» Exercise details
Reproduce the listing exactly, with no pictures in your copy.

» Material for the task
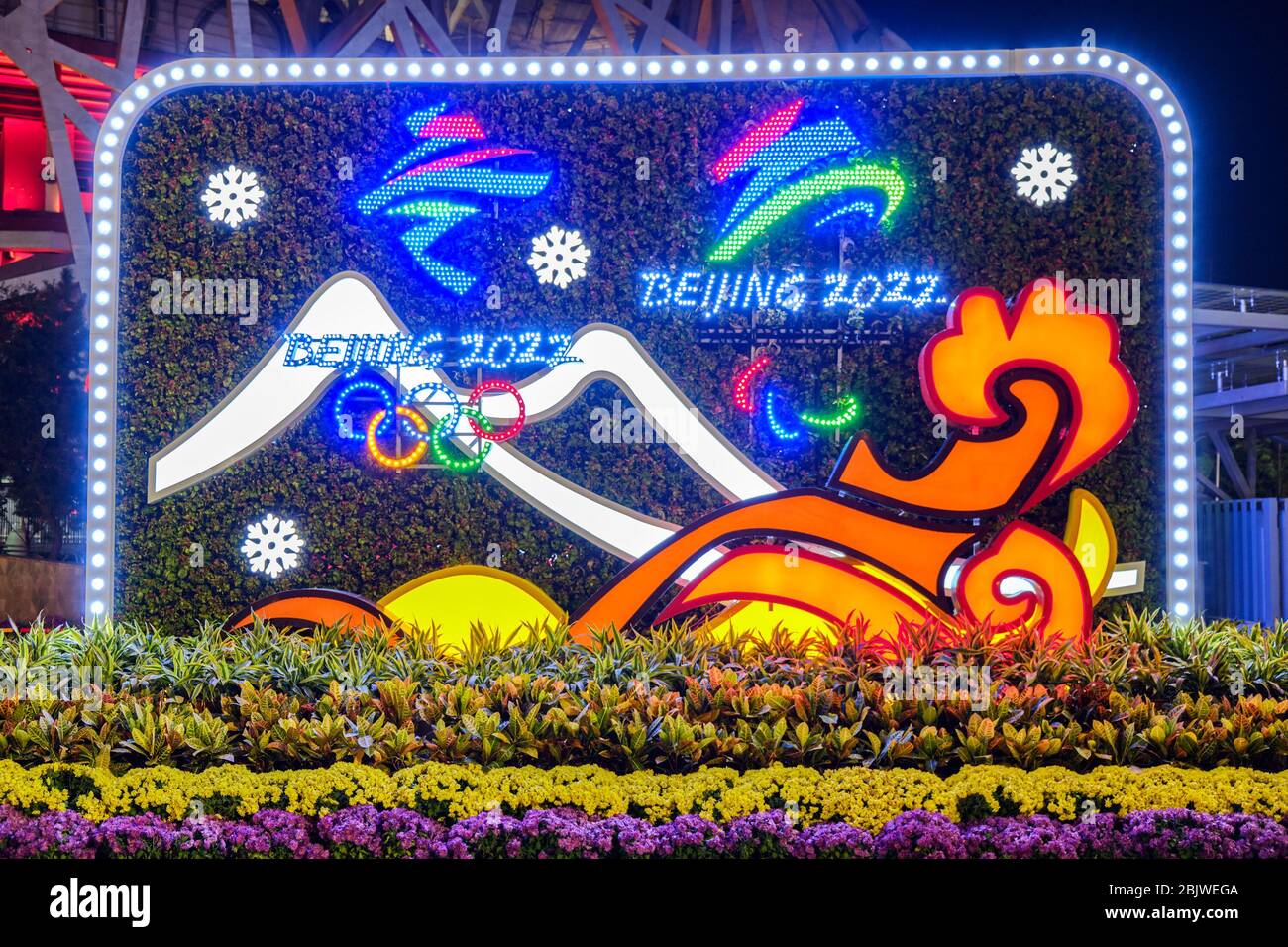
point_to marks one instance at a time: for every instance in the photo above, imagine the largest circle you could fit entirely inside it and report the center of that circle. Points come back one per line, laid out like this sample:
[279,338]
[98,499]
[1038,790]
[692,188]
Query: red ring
[501,433]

» Response below
point_to marks one instance at a time: for every instance in the photo above, imagine the largest circle you could fit entirely inside it and report the center of that circle. Points come back one per line, laid out like this sample:
[279,338]
[98,499]
[1038,790]
[692,188]
Query: red ring
[501,433]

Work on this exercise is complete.